• GIVEN REQUEST:
Return each line in the rows below that contains the string "railing". Case counts.

• DATA ENTRIES:
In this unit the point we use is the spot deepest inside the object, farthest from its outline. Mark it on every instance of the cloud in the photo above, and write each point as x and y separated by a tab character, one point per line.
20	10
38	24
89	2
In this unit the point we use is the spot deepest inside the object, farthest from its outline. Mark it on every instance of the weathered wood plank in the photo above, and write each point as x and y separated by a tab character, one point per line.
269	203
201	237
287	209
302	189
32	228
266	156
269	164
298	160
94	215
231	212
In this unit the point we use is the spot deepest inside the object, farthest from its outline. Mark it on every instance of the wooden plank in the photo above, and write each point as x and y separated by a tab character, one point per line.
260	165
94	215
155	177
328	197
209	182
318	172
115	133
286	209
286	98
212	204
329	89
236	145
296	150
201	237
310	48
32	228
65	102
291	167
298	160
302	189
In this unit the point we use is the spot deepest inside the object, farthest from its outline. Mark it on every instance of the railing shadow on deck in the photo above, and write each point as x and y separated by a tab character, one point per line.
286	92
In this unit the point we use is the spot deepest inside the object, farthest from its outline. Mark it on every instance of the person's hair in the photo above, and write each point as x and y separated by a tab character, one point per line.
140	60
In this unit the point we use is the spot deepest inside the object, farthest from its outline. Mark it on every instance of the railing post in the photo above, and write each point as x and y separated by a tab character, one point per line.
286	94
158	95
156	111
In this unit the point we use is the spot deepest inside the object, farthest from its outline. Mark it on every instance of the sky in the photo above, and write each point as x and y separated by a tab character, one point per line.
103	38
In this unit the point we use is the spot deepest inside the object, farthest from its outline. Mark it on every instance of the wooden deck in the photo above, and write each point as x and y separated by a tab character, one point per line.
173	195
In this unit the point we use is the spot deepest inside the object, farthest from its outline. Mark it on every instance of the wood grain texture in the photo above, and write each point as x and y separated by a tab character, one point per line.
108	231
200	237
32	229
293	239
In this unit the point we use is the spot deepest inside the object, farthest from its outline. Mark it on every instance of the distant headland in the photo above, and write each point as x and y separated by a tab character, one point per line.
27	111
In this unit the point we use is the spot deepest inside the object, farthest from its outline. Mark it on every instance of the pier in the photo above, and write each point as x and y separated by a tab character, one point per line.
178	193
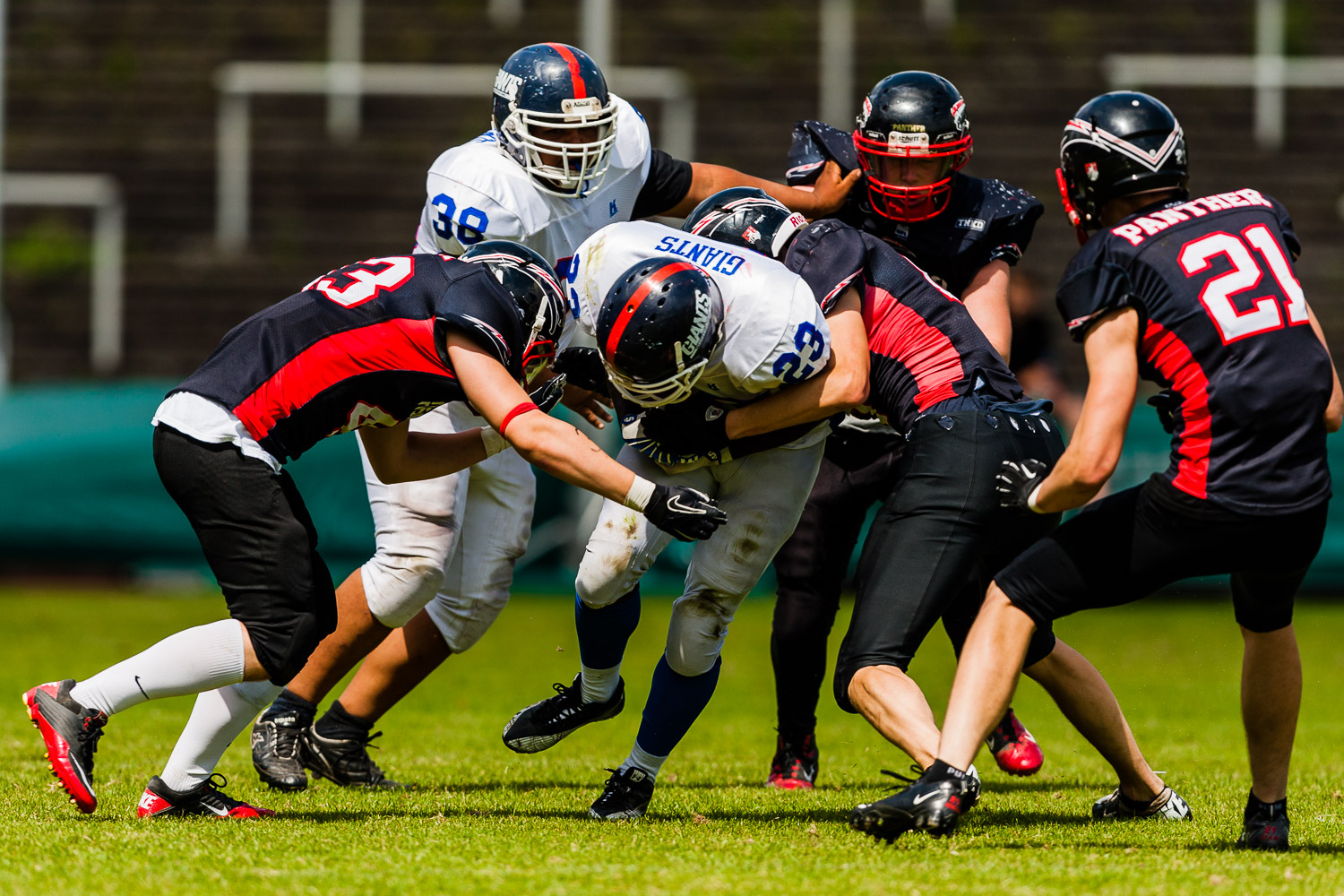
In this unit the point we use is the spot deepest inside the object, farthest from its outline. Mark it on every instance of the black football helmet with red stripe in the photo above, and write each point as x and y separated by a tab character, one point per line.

==

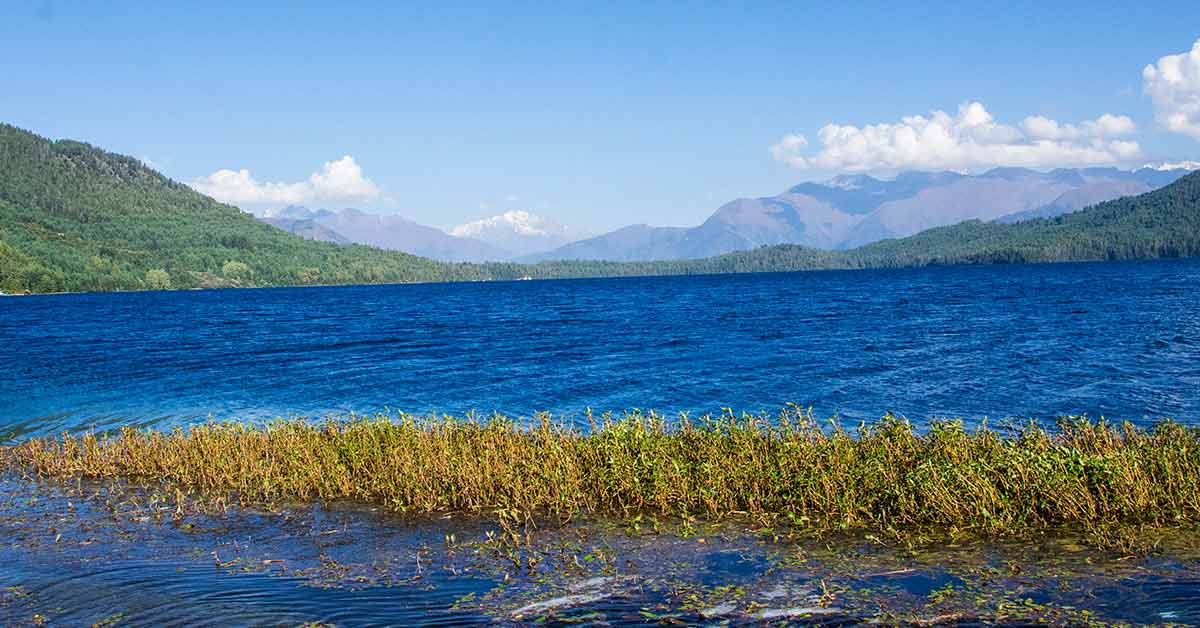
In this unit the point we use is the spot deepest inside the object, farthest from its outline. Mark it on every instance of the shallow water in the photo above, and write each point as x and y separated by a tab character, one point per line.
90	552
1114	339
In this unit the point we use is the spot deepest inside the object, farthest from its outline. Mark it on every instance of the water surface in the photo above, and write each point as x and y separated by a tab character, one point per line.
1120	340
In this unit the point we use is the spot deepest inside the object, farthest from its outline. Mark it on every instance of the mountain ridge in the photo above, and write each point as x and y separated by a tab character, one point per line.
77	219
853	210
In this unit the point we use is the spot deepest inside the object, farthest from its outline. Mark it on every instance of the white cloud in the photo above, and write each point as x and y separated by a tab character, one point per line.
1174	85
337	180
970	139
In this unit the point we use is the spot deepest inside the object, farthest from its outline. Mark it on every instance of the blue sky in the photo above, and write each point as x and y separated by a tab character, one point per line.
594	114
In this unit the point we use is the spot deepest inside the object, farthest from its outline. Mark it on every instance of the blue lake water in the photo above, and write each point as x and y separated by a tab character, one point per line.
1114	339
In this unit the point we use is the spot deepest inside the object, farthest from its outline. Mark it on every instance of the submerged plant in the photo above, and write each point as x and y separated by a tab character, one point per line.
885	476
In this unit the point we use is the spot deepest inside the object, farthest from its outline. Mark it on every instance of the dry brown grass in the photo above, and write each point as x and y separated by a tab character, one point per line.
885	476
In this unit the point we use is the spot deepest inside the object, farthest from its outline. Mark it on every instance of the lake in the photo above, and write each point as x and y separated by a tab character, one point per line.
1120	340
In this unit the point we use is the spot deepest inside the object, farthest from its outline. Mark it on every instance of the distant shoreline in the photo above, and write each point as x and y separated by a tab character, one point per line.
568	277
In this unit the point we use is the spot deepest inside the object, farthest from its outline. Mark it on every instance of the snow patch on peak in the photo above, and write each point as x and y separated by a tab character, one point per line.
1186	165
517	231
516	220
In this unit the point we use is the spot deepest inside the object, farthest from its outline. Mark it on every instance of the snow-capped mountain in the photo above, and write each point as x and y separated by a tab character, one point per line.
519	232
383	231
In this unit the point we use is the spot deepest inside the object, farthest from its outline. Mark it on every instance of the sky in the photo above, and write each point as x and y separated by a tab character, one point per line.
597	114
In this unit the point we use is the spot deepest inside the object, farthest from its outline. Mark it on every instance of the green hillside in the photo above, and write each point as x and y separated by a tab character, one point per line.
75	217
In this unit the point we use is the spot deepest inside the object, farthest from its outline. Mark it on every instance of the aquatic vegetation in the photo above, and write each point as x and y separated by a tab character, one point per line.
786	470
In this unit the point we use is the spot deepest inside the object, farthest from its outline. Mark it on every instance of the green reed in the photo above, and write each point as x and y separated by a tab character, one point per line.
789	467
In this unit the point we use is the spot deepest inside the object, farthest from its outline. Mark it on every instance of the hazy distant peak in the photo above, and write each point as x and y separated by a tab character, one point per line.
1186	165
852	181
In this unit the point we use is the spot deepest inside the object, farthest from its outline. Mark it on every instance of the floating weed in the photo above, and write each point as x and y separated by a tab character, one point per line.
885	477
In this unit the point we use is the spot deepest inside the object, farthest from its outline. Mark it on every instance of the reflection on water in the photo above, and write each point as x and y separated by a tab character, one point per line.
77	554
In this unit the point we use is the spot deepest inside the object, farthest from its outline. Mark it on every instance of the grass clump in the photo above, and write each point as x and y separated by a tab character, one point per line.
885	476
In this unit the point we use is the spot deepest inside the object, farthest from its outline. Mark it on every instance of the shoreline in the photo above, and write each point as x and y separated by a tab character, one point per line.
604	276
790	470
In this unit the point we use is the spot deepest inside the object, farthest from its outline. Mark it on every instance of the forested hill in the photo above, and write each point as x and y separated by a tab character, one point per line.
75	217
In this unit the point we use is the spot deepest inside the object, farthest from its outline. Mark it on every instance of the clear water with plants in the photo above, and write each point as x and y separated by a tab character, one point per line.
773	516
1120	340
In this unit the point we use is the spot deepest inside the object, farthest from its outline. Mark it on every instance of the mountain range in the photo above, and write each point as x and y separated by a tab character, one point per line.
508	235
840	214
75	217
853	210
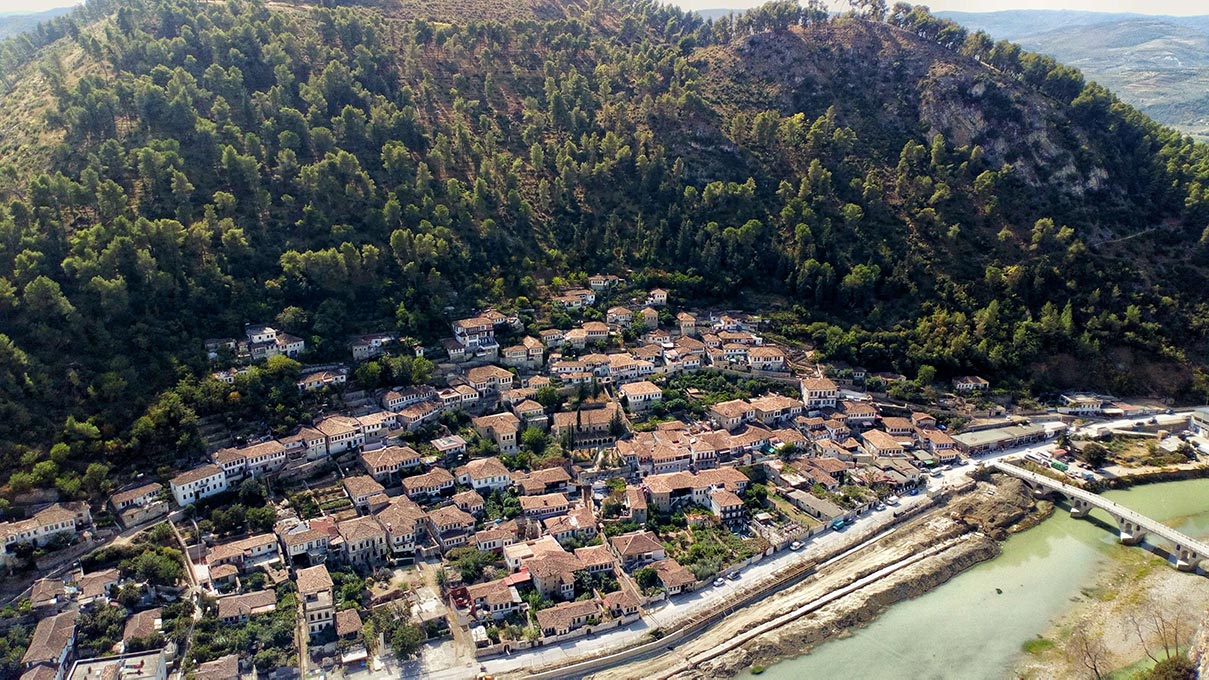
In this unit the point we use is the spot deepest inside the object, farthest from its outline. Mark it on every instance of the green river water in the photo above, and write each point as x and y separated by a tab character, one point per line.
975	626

• SOLVED PROBLEM:
In this unit the point we use is the spot deepest inside the object, farthest from its outline. Mark it on every instance of the railing shadow on deck in the photo above, and write each point as x and y separated by a tab character, one point per line.
In this unit the point we use is the spot deepest inside the object, farthest from its outline. Mark it on every instance of the railing post in the photo above, and write each point as x and y separated by a tab character, one point per line.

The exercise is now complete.